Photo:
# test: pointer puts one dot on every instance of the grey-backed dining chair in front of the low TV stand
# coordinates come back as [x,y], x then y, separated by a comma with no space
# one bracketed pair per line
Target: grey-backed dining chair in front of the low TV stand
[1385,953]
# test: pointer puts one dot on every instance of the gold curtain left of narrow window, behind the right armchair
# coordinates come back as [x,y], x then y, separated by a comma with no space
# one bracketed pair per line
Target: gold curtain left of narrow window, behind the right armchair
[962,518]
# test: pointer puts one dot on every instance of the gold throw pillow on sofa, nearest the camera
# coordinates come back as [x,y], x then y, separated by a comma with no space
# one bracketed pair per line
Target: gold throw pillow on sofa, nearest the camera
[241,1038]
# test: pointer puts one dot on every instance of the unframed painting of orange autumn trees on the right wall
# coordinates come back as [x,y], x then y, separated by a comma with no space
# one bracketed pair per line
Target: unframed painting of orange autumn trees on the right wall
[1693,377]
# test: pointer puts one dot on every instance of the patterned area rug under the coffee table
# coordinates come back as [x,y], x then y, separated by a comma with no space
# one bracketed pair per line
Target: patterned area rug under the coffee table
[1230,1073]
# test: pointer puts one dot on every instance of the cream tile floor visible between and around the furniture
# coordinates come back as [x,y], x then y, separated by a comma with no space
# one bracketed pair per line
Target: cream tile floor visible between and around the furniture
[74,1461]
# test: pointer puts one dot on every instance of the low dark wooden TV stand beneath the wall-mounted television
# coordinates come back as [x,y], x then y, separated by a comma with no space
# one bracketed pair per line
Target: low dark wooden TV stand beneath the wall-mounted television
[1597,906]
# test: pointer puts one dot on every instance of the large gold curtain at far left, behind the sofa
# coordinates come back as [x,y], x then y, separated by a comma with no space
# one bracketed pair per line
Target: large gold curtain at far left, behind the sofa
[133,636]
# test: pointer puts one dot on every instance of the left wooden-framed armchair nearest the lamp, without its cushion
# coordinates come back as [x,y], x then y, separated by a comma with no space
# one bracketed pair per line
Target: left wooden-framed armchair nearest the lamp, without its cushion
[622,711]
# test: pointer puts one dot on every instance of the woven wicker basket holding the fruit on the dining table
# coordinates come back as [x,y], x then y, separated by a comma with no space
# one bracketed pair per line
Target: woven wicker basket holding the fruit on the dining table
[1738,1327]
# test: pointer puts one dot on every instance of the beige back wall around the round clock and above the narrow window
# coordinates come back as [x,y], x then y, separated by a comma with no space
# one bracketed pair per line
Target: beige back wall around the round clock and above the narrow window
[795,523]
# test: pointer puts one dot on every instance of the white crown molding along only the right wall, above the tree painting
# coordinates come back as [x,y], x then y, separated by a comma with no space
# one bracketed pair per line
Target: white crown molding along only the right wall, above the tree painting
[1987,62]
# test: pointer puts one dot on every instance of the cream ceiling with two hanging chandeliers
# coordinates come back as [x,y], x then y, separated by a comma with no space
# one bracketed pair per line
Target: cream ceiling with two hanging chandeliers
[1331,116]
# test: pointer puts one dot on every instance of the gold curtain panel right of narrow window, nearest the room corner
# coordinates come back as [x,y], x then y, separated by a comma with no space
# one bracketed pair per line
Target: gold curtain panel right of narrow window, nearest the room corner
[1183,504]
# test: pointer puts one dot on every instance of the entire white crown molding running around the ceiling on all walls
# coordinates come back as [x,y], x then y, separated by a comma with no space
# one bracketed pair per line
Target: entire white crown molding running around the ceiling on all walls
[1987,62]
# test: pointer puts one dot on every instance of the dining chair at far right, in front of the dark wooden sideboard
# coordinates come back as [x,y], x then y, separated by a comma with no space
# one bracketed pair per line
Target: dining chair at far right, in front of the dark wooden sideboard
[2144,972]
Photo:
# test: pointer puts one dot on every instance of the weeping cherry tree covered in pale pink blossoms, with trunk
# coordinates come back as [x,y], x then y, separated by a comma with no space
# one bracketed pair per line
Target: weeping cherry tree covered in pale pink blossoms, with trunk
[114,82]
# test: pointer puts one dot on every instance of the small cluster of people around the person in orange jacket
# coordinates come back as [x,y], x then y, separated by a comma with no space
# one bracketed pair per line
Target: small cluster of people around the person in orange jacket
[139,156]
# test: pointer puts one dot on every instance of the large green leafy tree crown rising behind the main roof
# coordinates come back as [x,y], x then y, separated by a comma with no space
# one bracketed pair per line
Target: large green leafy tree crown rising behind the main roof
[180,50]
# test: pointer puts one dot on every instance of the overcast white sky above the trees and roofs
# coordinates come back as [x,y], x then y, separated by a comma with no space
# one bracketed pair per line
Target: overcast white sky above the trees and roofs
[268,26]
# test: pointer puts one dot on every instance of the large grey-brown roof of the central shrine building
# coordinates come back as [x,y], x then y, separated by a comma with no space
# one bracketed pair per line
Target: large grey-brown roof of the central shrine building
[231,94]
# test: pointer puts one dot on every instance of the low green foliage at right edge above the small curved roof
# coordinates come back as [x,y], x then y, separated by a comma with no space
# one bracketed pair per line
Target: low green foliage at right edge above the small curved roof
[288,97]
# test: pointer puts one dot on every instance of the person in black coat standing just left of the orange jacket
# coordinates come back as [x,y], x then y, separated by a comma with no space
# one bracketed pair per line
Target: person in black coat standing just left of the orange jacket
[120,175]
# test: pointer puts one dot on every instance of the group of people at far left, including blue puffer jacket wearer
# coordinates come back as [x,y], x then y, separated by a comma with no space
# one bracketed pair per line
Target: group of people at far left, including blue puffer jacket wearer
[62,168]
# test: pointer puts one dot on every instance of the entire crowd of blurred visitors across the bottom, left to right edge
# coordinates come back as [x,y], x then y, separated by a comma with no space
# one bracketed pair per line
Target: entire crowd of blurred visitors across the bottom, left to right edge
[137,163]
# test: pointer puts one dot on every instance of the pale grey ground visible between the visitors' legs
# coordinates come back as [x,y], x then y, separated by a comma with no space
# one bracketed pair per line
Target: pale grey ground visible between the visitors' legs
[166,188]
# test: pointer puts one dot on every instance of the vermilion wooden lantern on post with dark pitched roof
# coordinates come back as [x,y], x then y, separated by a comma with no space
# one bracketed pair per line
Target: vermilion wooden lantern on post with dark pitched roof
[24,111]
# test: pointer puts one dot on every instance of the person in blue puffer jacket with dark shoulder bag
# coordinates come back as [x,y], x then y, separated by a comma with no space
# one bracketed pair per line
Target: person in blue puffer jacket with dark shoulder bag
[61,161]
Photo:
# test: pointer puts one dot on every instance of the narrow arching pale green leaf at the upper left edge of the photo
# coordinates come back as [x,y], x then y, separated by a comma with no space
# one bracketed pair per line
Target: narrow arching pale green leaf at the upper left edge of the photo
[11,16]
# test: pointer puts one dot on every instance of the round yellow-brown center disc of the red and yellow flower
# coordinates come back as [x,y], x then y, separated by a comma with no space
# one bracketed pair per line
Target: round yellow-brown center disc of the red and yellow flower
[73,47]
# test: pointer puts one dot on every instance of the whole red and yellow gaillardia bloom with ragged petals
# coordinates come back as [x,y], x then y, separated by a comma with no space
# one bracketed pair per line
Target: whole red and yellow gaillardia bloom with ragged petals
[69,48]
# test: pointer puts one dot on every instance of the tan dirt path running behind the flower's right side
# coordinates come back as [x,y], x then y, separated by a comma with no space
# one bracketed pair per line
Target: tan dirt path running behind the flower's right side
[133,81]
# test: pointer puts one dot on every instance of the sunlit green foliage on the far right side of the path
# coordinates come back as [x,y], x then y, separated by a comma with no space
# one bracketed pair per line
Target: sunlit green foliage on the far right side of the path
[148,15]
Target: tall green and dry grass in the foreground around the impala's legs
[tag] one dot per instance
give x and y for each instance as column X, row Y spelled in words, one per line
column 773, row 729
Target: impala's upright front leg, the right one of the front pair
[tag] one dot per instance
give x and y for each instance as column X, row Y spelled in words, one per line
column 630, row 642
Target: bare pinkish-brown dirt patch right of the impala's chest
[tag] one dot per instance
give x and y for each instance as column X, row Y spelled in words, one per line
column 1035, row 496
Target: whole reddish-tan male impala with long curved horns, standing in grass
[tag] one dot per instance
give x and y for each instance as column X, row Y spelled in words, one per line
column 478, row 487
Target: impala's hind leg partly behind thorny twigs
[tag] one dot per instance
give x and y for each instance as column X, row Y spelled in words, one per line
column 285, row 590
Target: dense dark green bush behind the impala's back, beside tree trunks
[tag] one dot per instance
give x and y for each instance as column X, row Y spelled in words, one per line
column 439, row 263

──────────────────────────────

From the records above, return each line that has the string "grass".

Target: tall green and dry grass in the foreground around the impala's legs
Target: whole reddish-tan male impala with long curved horns, standing in grass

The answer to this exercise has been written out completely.